─── Dataset content ───
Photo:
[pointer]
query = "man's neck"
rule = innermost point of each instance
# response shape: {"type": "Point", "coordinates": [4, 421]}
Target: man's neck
───
─── Dataset content ───
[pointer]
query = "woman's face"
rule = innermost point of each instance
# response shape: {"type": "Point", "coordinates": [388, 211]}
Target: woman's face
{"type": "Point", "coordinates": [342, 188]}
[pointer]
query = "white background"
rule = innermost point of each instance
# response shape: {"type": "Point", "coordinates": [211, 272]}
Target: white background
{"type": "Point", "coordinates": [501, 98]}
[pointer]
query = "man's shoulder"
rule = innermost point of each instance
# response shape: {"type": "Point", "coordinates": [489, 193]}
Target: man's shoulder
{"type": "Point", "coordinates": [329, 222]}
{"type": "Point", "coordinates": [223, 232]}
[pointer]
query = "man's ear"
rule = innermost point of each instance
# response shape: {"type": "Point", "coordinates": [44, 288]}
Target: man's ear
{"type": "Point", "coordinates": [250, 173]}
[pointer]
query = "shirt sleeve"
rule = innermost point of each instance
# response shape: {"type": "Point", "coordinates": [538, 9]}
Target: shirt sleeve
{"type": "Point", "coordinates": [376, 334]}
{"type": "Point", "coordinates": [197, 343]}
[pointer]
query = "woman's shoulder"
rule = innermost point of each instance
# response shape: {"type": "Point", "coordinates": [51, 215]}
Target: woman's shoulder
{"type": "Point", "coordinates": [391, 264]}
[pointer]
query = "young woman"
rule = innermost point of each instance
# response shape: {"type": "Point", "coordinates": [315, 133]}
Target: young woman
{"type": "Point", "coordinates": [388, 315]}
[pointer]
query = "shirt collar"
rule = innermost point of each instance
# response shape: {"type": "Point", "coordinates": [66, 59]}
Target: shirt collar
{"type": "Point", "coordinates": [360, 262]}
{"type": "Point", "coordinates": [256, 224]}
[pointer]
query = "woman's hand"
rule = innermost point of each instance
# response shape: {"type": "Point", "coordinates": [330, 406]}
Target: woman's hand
───
─── Dataset content ───
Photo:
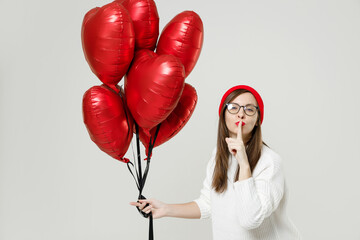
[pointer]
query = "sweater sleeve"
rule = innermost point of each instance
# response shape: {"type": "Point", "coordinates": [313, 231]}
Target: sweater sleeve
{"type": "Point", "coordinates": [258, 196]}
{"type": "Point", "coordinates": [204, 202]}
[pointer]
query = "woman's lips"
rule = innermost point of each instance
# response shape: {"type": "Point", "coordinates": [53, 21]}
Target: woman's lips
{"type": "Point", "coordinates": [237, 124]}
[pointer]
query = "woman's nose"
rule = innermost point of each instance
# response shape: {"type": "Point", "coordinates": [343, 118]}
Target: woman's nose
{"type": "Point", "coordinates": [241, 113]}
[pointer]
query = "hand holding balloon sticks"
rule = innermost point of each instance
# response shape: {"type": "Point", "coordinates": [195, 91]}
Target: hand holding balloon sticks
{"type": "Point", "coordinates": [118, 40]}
───
▶ Exercise
Return every line of the records above that contains the string "hand", treating uppercase and lowercase as different.

▶ Correct answer
query = "woman's hand"
Target: woman's hand
query = "hand holding balloon sticks"
Target: hand holding balloon sticks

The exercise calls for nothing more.